*SELECTED EXTRACT:*
=== Begin Enclosure ===

Klausner Files Bankruptcy
Following several years of below capacity operation and controversy, Klausner Holding USA, owner of sawmills in Enfield, NC and Live Oak, Fla., filed for Chap. 11 bankruptcy in early May, claiming more than $100 million in debt, after the company’s Austria-based employees and executives were apparently “evacuated” to Europe in mid-March with no notice to U.S. employees as the coronavirus crisis expanded.
According to news and legal reports, the mills were closed abruptly in violation of several labor laws. Both sawmills were hit by default judgments in April for no-notice worker pay violations.
The reports paint a picture of employees who were essentially kicked to the curb in mid-March as their jobs and mills were abandoned by management and ownership officials who left the country. According to one report, the mills were left with “no ability to operate, no financing, and no liquidity.”

=== End Enclosure ===

*MATERIAL PROVIDED:*
=== Begin Enclosure ===

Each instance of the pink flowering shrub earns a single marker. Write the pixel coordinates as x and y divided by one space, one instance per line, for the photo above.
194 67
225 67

=== End Enclosure ===

*APPLY WHAT YOU READ:*
**1.** Rewrite the Klausner bankruptcy article starting with "Klausner Files Bankruptcy" and going on through "coronavirus crisis expanded.", substituting "lumber mills" for "sawmills".
**2.** Pick up the Klausner bankruptcy article after its last sentence and continue it.

*TASK RESPONSES:*
**1.**
Klausner Files Bankruptcy
Following several years of below capacity operation and controversy, Klausner Holding USA, owner of lumber mills in Enfield, NC and Live Oak, Fla., filed for Chap. 11 bankruptcy in early May, claiming more than $100 million in debt, after the company’s Austria-based employees and executives were apparently “evacuated” to Europe in mid-March with no notice to U.S. employees as the coronavirus crisis expanded.

**2.**
Once considered major investments courted by communities across the Southeast as the economy improved following the 2008-2009 Great Recession, the Klausner mills never got up to speed anywhere close to their respective 350MMBF capacities.
The Florida mill, which started out under a cloud of foundation issues and construction problems, began operating in 2015. The North Carolina sawmill started up in 2018 and was never able to move into full operation.
Despite drastically improved lumber markets from 2014 through much of 2018, news reports show that neither mill reached the full employment as projected in their respective economic development claims.